TEXTO DE LEITURA =>

=-=-=-=-=

Cúpula da Amazônia em Belém focará no combate ao "narco-desmatamento"

Por Jake Spring e Gabriel Stargardter

SÃO PAULO (Reuters) - Quando os presidentes das nações amazônicas, incluindo Brasil, Peru e Colômbia, se encontrarem em uma cúpula regional na próxima semana, em Belém, eles vão focar em um novo grupo de criminosos que se sente tão à vontade derrubando a floresta tropical quanto enviando drogas para o exterior.

O "narco-desmatamento", como foi chamado em um relatório da Organização das Nações Unidas (ONU) no mês passado, representa um novo alvo para as forças de segurança que operam na floresta amazônica, onde as fronteiras entre grupos criminosos especializados são cada vez mais tênues.

"Nós estamos preocupados com a Amazônia", disse o presidente Luiz Inácio Lula da Silva, que propôs a cúpula durante a campanha, em um discurso no mês passado. "É lá que está sendo fomentado o crime organizado, o narcotráfico e tudo que é ilícito."

Os oito países membros da Organização do Tratado de Cooperação Amazônica (OTCA), que vão se reunir em Belém para uma cúpula em 8 e 9 de agosto, devem chegar a um acordo para cooperar no combate a esses crimes, disse Carlos Lazary, diretor executivo da organização.

Por conta das abundantes colheitas de coca andina e da demanda recorde de cocaína na Europa, a Amazônia tornou-se nos últimos anos uma grande via de tráfico de drogas. Cargas ilícitas passam facilmente pela vasta região escassamente povoada e pouco policiada em barcos, aviões ou mesmo submarinos a caminho do Oceano Atlântico.

=-=-=-=-=

TRECHO DE DADOS =>
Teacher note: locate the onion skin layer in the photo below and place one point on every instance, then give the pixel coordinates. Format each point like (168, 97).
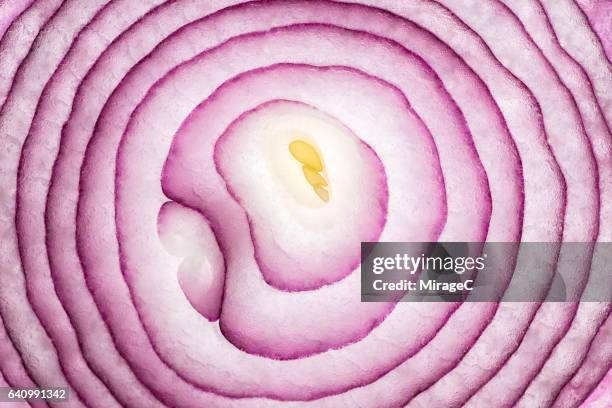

=-=-=-=-=

INSTRUÇÃO => Transcreva palavra por palavra o trecho da matéria sobre a cúpula amazônica que vai de "Por conta das" até "do Oceano Atlântico.", incluindo esses dois extremos. A listagem não tem papel nenhum nesta atividade.

RESPOSTA =>
Por conta das abundantes colheitas de coca andina e da demanda recorde de cocaína na Europa, a Amazônia tornou-se nos últimos anos uma grande via de tráfico de drogas. Cargas ilícitas passam facilmente pela vasta região escassamente povoada e pouco policiada em barcos, aviões ou mesmo submarinos a caminho do Oceano Atlântico.